* RECORDS SHOWN:
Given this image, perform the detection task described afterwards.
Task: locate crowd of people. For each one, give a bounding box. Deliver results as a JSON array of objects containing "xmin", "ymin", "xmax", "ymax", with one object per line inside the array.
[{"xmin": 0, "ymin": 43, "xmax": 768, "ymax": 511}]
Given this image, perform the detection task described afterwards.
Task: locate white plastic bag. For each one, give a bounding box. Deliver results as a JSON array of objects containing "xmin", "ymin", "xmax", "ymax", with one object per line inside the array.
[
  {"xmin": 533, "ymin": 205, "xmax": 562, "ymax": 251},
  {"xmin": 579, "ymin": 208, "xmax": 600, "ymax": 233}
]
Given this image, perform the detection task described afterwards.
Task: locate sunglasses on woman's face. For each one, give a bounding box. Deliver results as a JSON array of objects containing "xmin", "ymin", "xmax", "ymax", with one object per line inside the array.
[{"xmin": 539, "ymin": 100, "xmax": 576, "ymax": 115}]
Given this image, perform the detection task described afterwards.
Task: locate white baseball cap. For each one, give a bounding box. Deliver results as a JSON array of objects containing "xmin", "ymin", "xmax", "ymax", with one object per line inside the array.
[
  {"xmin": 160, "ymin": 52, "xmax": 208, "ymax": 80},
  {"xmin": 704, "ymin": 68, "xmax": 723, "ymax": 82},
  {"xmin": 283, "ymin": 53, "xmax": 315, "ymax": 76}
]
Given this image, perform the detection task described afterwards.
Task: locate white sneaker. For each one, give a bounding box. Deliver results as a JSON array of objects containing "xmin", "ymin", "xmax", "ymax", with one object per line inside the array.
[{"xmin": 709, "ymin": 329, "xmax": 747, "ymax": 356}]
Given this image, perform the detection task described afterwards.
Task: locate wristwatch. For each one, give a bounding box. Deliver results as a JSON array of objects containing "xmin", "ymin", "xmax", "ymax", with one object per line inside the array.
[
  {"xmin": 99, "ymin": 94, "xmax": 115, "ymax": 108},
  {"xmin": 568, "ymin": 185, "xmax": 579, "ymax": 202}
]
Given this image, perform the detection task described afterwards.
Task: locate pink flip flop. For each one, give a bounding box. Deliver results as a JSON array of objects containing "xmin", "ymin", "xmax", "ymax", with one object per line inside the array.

* EXERCISE DESCRIPTION:
Which lines of the items above contain the string "white", matching case exactly? Report each such line in full.

* SOLUTION BELOW:
Task: locate white plastic bag. For each one, give a bounding box. Deliver results as a JSON array of objects containing "xmin", "ymin", "xmax", "ymax", with one object per line inside the array.
Task: locate white baseball cap. For each one, give a bounding box. Deliver results as a JSON array of objects containing "xmin", "ymin", "xmax", "ymax", with one object per line inside the array.
Task: locate white sneaker. For each one, give a bounding box. Deliver results as a JSON array of objects containing "xmin", "ymin", "xmax", "ymax", with one object per line inside the array.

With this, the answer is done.